Repeat only the lines from the one holding "Could you please point out the tall" down to the last line of the listing below, including both of those lines.

== THE INPUT ==

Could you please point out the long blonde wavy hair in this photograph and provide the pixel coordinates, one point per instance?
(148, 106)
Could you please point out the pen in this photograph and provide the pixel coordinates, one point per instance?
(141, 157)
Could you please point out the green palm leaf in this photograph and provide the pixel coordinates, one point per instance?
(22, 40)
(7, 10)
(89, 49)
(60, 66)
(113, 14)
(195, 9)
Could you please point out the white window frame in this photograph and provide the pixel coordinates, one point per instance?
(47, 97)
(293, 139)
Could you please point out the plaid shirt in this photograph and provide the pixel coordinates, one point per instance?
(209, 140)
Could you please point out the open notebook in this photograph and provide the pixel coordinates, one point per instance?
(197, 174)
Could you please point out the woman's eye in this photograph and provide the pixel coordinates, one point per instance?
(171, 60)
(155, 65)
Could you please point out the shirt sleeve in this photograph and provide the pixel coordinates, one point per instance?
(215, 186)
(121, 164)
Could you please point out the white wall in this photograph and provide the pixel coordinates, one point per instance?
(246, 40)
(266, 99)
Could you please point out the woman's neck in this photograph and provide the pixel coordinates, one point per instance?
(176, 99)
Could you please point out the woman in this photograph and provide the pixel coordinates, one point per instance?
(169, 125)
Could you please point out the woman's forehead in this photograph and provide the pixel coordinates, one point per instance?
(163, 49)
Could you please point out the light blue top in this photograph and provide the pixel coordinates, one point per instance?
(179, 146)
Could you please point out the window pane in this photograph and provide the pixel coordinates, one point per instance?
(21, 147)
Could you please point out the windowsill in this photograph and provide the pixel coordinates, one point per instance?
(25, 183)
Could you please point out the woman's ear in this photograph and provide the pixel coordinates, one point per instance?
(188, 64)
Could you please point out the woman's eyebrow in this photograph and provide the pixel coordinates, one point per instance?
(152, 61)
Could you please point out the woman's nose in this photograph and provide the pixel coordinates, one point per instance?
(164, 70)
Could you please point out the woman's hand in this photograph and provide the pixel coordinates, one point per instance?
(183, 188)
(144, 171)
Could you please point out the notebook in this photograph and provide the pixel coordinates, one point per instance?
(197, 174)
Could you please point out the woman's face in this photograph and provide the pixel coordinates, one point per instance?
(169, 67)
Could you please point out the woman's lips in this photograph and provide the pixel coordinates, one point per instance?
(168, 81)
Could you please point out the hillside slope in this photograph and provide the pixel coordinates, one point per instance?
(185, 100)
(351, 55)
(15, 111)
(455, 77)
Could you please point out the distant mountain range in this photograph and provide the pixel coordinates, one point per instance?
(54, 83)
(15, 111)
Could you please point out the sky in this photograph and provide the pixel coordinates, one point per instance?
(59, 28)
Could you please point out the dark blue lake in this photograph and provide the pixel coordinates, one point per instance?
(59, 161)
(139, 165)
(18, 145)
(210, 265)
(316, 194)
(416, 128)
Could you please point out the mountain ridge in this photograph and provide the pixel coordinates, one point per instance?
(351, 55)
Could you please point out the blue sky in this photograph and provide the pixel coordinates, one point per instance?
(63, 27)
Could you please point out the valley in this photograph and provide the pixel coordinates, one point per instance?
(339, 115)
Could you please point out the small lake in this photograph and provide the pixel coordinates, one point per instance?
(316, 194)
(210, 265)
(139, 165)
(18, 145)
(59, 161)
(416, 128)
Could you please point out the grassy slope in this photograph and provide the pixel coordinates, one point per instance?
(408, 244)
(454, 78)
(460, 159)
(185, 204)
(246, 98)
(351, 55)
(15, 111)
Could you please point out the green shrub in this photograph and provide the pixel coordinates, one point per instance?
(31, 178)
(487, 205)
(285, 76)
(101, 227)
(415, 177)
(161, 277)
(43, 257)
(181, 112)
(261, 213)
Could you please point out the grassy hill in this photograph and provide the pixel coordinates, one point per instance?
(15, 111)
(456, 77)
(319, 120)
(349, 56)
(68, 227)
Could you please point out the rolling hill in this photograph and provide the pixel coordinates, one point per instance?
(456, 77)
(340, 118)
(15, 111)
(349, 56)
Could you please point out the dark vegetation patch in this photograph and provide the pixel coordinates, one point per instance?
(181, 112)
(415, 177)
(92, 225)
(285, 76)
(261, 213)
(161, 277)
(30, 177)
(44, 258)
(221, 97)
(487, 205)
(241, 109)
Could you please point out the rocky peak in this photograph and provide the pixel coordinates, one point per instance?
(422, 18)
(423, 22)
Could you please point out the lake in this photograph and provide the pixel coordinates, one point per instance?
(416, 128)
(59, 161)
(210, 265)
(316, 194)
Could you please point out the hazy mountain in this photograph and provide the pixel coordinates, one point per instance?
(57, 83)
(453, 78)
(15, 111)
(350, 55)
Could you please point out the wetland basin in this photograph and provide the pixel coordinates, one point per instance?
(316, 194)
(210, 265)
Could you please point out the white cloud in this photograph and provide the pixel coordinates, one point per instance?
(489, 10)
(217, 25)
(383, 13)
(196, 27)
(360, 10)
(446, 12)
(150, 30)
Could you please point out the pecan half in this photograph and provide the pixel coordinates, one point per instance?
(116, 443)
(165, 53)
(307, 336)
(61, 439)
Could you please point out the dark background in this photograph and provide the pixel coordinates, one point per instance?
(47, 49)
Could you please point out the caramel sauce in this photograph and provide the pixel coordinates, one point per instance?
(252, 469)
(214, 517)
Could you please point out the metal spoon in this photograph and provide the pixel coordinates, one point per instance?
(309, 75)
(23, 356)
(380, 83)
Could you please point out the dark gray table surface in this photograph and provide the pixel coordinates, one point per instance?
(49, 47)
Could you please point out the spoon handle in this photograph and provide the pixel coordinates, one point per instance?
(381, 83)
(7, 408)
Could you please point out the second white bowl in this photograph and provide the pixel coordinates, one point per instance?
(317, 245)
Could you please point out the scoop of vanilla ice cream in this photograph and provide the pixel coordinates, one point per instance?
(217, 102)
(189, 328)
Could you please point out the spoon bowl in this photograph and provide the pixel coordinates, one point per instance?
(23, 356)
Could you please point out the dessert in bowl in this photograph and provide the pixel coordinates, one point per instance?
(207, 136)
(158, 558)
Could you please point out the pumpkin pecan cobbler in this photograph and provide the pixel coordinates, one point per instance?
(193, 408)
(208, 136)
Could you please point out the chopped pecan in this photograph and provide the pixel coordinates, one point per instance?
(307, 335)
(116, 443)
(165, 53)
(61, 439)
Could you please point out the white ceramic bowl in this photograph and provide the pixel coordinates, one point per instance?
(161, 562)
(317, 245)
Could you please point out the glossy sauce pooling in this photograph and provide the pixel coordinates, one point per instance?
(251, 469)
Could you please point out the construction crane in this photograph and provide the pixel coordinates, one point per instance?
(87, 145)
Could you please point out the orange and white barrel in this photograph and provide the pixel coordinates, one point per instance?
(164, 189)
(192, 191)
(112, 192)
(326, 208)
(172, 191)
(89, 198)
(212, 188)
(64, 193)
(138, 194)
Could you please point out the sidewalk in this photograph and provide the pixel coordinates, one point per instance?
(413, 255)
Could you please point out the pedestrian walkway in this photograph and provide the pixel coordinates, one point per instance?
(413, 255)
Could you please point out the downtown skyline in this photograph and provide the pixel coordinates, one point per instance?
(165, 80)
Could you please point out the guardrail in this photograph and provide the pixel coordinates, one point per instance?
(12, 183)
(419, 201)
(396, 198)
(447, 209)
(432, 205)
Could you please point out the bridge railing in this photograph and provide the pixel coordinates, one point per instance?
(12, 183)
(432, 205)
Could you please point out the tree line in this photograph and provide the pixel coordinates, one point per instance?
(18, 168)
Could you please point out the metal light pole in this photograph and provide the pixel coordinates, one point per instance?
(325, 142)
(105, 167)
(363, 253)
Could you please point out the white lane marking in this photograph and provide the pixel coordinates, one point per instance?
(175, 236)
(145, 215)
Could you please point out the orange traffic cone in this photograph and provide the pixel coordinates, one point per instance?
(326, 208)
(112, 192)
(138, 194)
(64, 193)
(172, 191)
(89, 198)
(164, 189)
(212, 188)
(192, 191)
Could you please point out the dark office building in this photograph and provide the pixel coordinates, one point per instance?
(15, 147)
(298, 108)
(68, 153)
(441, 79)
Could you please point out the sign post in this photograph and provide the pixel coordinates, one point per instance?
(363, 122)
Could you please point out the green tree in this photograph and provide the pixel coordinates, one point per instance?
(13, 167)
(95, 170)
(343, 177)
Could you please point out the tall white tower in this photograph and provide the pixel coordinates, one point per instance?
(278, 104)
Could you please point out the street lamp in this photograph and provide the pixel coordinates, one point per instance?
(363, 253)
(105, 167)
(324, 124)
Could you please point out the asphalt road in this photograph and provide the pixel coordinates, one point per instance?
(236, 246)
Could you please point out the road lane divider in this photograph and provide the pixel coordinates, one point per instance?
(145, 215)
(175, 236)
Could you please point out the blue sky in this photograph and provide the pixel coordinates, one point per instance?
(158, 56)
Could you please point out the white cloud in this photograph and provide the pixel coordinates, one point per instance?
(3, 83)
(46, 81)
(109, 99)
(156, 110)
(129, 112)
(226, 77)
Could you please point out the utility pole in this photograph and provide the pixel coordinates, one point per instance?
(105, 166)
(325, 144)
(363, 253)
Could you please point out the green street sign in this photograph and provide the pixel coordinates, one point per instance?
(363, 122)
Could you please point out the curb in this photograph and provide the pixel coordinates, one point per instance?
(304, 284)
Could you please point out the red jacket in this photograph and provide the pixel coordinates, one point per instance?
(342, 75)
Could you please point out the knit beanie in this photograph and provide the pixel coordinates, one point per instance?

===

■ EXERCISE ANSWER
Could you please point out the tall white tower in this photograph and provide the pixel coordinates, one point per instance?
(278, 104)
Could you please point out the street lamp in this photograph and provide the pixel coordinates, one point per instance?
(363, 253)
(105, 167)
(324, 124)
Could you please point out the asphalt road in this photograph and provide the pixel coordinates, one point per instance?
(236, 246)
Could you please point out the road lane divider in this photograph and provide the pixel coordinates, one point per instance?
(145, 215)
(175, 236)
Could you please point out the blue sky in this photograph and provide the pixel coordinates, one point per instance?
(158, 56)
Could you please point out the white cloud in this photograph and provide the pixel coordinates, one point per instance?
(3, 83)
(46, 81)
(109, 99)
(156, 110)
(129, 112)
(226, 77)
Could you please point out the utility pole in this photograph and provide the pixel coordinates, one point per instance?
(105, 166)
(325, 144)
(363, 253)
Could you please point out the green street sign in this photograph and provide the pixel coordinates, one point per instance?
(363, 122)
Could you please point out the curb in this photograph and provide the pixel coordinates, one point per instance?
(304, 284)
Could you please point out the red jacket in this photograph and provide the pixel coordinates, one point per instance?
(342, 75)
Could you please point out the knit beanie in this photograph and provide the pixel coordinates, one point per instance?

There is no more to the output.